EXERCISE: Lines from the one containing "Target: icing drip on rack" through the last line of the data are to be repeated word for word, both ends included.

PROVIDED MATERIAL:
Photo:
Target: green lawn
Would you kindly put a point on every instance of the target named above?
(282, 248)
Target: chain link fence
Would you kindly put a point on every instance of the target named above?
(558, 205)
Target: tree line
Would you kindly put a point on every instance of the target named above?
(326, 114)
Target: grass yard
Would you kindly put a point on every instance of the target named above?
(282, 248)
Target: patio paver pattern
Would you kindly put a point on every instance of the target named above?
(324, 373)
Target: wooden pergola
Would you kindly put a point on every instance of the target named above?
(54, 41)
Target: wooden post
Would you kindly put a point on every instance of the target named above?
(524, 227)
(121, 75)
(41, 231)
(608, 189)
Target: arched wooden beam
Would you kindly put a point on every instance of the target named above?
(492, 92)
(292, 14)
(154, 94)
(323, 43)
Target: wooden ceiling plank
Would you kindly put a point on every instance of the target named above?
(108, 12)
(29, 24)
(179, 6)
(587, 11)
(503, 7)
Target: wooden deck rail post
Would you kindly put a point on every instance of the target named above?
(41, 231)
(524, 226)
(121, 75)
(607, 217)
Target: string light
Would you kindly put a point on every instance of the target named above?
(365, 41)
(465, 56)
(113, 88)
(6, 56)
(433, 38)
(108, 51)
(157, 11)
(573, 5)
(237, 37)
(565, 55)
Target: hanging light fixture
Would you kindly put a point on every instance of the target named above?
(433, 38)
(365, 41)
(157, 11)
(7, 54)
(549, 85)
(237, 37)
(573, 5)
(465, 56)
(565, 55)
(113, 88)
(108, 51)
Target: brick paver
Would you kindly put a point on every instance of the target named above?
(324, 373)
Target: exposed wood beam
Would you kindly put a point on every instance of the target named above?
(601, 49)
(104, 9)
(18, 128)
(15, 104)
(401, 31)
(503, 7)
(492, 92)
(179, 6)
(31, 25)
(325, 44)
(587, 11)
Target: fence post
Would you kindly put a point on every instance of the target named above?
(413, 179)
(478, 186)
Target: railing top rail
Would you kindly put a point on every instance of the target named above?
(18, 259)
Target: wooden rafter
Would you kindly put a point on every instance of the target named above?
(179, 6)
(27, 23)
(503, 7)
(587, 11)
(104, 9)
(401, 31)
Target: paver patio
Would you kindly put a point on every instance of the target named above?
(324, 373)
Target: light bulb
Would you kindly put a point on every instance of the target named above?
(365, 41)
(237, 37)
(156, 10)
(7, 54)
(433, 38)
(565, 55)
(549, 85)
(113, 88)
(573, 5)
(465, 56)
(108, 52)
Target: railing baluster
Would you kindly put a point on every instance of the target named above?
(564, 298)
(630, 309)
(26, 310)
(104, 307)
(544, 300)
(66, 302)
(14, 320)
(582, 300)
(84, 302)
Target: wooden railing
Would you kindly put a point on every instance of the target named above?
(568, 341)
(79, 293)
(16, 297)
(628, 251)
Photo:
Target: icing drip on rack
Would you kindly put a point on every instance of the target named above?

OUTPUT:
Target: icing drip on rack
Would you kindly put a point on every instance of the target named above?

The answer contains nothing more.